バラが美しい季節になりました。
鍼で、凹んだツボは、補って(補)、凸のツボは、散らして(瀉)、気血の通り道をスムーズにします。
鍼は、補瀉の使い分けを自在にする本当に優れものです。
患者さんは、この、たった一本の鍼を求めて来院して下さるのですから、鍼はホント大したものです。
その鍼を扱う我々鍼灸師も、鍼の邪魔をしないように、言葉の補瀉をわきまえたいです。
不足なら補って、過剰なら散らしていく。鍼と同じですが、作為無く、どんな一言を発していくか…難しいです。
鍼と共に、必要な時に、的確な補瀉が出来る…これが名人なのでしょうね。
鍼を生かす為にも必須です。
患者さんにとっての心配事は、人其々です。
何が不安なのか、よくよく話しを聞いてあげる事。本当に大切です。
そうでないと、安心感を与えてあげる事もできません。
いくら先端の医療技術を駆使しても、安心感の無い所では、病状は悪くなるばかりです。
特に、ガン患者さんの治療方針においては。
年齢、背景、思想、全て自分とは違うのですから、チャンと聞いて、納得して頂く。
その上での全ての医療だと思います。
海は命の源…
酷いアトピーの方で、寒い冬になると悪化する人がいます。
その時は決まって、尿が出なくなり、顔や手足がむくむと言われます。
膀胱の気化作用が低下するからです。
膀胱の機能低下は、その裏で支えてる腎の機能が弱いからです。
腎の機能が弱いのは、今まで多量にステロイド剤を使用してきたからでしょう。
今は春になったので、肝の昇発作用(伸び伸びさせる)を利用して治療をします。春から夏にかけては治すチャンスです。
════
課題要件 ▸
[1] 鍼灸についての文章の要点を、二文でまとめてください。
[2] 鍼灸についての文章によれば、冬に悪化する酷いアトピーの方で尿が出なくなるのは、何が低下するからですか。
[3] 鍼灸についての文章を、最後の文の後から書き継いでください。

データ収集からの記録 ▸
════
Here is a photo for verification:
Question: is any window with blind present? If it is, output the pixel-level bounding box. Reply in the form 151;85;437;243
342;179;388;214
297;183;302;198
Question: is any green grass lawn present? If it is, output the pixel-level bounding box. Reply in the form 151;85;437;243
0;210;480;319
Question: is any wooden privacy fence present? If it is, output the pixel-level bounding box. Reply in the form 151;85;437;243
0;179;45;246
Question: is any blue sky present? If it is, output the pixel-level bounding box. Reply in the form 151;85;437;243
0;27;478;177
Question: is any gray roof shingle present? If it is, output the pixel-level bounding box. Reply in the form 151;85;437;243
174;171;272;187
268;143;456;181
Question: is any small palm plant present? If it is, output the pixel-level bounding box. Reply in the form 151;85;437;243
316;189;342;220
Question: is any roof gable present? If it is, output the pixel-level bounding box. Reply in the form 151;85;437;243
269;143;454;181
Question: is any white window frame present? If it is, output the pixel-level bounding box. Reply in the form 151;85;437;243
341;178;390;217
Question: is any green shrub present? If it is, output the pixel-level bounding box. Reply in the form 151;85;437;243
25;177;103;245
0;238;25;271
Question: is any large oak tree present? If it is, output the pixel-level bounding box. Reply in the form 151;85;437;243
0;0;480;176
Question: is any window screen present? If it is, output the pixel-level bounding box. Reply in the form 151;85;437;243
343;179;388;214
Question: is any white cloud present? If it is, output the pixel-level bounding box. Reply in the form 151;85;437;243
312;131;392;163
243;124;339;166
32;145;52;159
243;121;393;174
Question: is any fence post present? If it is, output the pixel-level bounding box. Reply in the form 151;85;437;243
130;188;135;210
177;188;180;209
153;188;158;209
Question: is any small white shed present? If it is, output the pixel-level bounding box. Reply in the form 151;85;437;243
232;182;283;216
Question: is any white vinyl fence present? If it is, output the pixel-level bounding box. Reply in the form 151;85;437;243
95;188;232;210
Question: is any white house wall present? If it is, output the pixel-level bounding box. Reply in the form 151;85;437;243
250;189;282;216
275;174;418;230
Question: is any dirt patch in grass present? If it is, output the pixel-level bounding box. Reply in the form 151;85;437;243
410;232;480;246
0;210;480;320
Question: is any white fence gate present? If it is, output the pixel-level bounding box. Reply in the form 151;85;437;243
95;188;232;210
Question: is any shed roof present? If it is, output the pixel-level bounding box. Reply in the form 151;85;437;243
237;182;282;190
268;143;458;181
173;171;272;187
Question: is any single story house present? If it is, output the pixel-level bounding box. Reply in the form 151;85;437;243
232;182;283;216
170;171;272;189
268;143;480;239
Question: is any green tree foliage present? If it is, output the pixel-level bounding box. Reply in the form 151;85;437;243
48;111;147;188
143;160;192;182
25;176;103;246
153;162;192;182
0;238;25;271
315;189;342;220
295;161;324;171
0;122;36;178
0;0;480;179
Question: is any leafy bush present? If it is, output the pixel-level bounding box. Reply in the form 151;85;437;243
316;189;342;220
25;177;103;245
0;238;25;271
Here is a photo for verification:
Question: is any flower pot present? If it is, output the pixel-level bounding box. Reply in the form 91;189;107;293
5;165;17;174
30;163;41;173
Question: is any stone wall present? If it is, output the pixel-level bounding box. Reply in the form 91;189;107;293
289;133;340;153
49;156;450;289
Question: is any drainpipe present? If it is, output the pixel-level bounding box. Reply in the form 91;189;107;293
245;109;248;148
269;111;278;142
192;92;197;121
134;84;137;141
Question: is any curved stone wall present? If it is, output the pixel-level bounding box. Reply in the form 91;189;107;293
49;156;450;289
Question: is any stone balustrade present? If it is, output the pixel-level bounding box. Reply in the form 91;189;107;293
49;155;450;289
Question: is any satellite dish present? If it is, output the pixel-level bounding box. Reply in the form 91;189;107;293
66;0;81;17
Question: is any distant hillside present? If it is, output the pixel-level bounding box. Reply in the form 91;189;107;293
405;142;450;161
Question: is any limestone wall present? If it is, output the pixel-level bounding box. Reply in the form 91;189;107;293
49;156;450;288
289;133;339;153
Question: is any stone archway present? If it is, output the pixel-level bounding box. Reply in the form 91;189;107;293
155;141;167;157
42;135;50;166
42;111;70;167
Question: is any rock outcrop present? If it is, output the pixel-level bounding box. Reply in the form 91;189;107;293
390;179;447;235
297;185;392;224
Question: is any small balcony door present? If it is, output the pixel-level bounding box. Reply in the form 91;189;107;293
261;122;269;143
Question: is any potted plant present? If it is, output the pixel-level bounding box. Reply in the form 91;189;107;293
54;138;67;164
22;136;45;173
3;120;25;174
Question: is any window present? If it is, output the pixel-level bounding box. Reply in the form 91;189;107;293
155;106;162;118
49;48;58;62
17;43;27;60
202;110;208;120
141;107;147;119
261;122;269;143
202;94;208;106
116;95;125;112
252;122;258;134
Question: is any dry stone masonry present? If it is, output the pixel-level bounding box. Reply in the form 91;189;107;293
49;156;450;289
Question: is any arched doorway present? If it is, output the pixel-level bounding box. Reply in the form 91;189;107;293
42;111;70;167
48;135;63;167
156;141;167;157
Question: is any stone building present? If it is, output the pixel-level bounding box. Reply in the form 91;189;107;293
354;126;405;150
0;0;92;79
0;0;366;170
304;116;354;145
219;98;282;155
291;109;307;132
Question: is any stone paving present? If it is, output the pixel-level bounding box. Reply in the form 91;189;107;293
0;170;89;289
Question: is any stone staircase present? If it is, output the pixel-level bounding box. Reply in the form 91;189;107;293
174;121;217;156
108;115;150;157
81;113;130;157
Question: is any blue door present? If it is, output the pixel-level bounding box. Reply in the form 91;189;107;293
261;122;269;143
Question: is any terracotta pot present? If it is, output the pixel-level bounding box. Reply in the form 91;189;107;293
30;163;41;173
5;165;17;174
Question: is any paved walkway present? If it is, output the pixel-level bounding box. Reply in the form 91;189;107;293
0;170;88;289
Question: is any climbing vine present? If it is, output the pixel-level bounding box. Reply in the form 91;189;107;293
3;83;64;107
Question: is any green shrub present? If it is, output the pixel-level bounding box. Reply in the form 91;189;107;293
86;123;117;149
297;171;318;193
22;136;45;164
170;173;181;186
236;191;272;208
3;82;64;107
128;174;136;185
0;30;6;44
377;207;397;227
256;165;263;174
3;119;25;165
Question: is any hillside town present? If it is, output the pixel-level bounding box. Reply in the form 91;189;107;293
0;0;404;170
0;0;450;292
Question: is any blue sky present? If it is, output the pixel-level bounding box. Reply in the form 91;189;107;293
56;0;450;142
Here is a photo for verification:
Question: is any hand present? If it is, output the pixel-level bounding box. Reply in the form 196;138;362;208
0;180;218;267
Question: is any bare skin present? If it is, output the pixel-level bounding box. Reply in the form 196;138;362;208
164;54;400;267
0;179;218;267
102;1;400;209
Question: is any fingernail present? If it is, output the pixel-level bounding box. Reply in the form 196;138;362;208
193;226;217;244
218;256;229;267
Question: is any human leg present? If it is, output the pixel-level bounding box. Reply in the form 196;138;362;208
════
演習解答 ▸
[1] 鍼は補瀉を自在に使い分けられる優れたものであり、鍼灸師もまた言葉の補瀉をわきまえ、患者の不安をよく聞いて安心感を与えることが大切だと述べています。また、冬に悪化する酷いアトピーの例について膀胱と腎の機能低下を説明し、春から夏にかけては治すチャンスだとしています。

[2] 膀胱の気化作用が低下するからです。

[3]
季節性を考えると治りが早くなる。正に東洋医学です。
患者さんの寒熱の判断…時に紛らわしいです。
3歳のお子さん。顔面蒼白で、舌も淡紫色、唇も白く、手足も冷えてる…となると冷えかなと思いますが、
この子は体の深い所に熱が篭っています。疳の虫がキツ過ぎる場合によく見られます。汗も出ません。
鍼をしたら、顔や唇に赤みがさし、大人しくなります。
邪熱が冷め、気の巡りが良くなるのでしょう。
古代鍼の清熱効果、てきめんです。
ツツジが彼方此方に
街が明るくなります
往診先で、蜂に刺された患者さん。痛いっと言う間に、みるみる示指が赤く腫れ上がりました。
すぐ噛み口に、糸灸を。数壮で、「痛みとれた…」と驚きの声。。。お灸(ヨモギ)には解毒作用もあります。
その後、熱を持った刺された指の井穴から刺絡(少し出血させる方法)して、すっかり完治。
私も以前、ムカデに大腿部を噛まれ、象の足の様に腫れ上がりましたが、やはり、お灸で治しました。
昔ながらの、モグサや熊の胆等は、山間部地域にお住まいの方は、常備しておくと便利ですね。